» INSTRUCTIONS FOR THE TASK:
Only the lines from the one containing "Place one pin on each instance of the kitchen doorway" through the end of the material are to be echoed, each exactly as it appears.

» MATERIAL FOR THIS TASK:

* * *

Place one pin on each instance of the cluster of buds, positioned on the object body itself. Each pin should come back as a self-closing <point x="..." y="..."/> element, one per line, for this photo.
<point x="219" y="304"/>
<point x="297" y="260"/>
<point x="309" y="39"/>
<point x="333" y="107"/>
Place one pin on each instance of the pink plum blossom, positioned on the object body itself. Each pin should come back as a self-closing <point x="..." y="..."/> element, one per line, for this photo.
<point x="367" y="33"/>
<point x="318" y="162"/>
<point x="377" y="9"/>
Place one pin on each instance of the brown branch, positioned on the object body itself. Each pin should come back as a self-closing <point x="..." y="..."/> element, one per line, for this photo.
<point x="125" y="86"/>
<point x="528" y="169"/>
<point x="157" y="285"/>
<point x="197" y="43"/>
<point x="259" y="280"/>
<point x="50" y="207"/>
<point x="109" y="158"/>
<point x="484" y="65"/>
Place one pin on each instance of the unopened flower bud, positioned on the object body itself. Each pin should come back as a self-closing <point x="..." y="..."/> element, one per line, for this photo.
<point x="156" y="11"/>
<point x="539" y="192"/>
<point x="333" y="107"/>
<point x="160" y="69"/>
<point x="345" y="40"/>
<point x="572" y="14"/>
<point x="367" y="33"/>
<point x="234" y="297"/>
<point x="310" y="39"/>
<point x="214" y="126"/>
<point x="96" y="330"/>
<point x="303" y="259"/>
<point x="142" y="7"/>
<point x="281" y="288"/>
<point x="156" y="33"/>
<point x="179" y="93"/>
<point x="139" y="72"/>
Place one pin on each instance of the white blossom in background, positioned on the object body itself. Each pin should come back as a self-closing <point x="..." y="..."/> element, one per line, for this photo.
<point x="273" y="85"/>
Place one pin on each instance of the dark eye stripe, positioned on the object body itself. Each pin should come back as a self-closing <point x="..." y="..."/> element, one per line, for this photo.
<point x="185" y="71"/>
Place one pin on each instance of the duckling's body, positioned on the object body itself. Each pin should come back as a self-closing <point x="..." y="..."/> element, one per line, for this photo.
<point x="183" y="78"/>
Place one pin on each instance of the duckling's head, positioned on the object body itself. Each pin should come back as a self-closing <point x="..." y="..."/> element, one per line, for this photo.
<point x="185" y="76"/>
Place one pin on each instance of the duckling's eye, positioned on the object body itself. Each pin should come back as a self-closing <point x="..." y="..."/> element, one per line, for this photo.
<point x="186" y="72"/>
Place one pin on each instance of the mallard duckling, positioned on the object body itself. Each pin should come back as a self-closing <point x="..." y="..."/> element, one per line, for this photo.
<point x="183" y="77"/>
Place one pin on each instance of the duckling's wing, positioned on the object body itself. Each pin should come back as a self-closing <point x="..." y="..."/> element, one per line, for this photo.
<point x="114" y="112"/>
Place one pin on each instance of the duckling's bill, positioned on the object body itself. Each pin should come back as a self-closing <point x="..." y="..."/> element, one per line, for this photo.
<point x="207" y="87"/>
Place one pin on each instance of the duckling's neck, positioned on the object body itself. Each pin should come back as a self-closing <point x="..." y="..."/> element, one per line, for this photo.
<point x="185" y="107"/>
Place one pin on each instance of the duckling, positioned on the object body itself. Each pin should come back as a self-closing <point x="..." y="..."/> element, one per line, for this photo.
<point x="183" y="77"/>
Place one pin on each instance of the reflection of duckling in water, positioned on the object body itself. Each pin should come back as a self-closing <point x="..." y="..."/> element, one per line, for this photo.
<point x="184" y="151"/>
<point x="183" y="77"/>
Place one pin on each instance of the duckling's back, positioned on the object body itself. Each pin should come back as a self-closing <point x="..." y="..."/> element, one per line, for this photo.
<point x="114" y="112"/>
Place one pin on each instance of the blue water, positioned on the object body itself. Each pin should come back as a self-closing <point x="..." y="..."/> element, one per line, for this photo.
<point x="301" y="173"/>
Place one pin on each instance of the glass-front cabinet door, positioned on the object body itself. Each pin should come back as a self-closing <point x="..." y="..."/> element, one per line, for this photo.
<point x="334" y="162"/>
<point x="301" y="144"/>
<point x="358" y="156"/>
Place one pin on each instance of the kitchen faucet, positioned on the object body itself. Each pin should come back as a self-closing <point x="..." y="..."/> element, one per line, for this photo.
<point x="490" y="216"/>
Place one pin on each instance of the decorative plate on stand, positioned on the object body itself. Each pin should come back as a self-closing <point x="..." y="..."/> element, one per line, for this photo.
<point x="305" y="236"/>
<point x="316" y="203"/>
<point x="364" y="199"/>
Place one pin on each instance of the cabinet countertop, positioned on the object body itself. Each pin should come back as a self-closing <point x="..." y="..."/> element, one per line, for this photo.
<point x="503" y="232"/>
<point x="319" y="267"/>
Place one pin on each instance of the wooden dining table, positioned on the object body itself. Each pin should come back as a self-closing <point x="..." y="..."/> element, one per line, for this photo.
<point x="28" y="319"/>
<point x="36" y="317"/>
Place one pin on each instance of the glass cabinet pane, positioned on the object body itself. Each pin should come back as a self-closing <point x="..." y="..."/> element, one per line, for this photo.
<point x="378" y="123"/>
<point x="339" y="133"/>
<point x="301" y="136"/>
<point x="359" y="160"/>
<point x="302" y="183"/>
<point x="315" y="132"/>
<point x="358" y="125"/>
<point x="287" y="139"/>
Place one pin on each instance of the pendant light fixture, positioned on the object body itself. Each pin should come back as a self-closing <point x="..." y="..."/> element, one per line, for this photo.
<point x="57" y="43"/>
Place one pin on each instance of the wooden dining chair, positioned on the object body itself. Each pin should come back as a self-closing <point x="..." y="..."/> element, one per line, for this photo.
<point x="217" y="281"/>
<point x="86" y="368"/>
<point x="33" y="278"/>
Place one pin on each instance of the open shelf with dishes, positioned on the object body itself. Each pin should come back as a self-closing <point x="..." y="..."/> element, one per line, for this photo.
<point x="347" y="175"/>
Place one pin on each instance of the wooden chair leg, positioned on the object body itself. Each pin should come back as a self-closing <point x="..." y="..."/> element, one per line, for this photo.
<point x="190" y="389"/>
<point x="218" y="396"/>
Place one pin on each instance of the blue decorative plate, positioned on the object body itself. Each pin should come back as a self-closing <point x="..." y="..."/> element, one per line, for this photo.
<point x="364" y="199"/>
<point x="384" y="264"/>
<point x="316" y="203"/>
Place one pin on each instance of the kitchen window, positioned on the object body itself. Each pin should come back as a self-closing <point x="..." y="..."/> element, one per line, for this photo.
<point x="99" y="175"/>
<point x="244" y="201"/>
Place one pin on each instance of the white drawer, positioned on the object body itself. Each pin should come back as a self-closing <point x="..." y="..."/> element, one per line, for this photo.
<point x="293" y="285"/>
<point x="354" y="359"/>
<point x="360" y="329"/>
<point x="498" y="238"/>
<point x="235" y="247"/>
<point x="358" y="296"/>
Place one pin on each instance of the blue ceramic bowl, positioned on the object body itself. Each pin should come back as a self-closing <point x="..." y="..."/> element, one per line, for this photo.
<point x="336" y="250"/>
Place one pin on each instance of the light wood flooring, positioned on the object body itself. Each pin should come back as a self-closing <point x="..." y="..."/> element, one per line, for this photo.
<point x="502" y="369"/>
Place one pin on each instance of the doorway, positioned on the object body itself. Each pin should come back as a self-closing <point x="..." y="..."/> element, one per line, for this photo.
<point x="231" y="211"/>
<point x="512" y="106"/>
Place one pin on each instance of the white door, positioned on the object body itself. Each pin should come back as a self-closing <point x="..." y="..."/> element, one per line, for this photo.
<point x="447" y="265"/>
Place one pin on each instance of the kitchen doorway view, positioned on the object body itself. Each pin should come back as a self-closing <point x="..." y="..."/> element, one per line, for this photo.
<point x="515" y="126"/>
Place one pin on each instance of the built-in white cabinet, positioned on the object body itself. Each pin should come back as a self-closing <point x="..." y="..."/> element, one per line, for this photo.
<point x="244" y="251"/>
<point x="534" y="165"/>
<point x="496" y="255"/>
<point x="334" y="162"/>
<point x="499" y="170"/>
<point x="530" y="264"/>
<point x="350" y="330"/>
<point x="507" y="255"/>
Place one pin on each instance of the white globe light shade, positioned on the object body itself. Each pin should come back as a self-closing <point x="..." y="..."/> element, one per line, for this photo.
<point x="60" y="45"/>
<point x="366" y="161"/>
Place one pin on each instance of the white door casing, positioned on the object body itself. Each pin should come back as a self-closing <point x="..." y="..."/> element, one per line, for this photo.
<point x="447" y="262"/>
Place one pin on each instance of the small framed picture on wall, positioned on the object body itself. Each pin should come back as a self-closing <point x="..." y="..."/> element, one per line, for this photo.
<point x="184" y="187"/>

* * *

» WRITTEN ANSWER:
Place one pin on each instance of the kitchen doorway view, positioned on the object body itself. Each pin should come back as a self-closing <point x="..." y="..."/> element, one per line, for this photo.
<point x="515" y="126"/>
Place one pin on each instance of the built-in white cabinet, positioned on the object body itself. Each pin should come back as a self-closing <point x="..." y="..."/> element, one per line, for this photo.
<point x="244" y="251"/>
<point x="534" y="165"/>
<point x="496" y="255"/>
<point x="334" y="162"/>
<point x="499" y="170"/>
<point x="530" y="264"/>
<point x="350" y="330"/>
<point x="507" y="255"/>
Place one pin on each instance of the white globe light shade, positioned on the object body itself. Each pin should come back as a self-closing <point x="..." y="..."/> element, one per line, for this photo.
<point x="60" y="45"/>
<point x="366" y="161"/>
Place one pin on each instance of the white door casing, positioned on the object body itself. Each pin should come back as a self-closing <point x="..." y="..."/> element, one per line, for this photo.
<point x="447" y="262"/>
Place one pin on each instance of the small framed picture on wall, positioned on the object body itself. Each pin should come back as a self-closing <point x="..." y="..."/> element, one per line, for this photo.
<point x="184" y="187"/>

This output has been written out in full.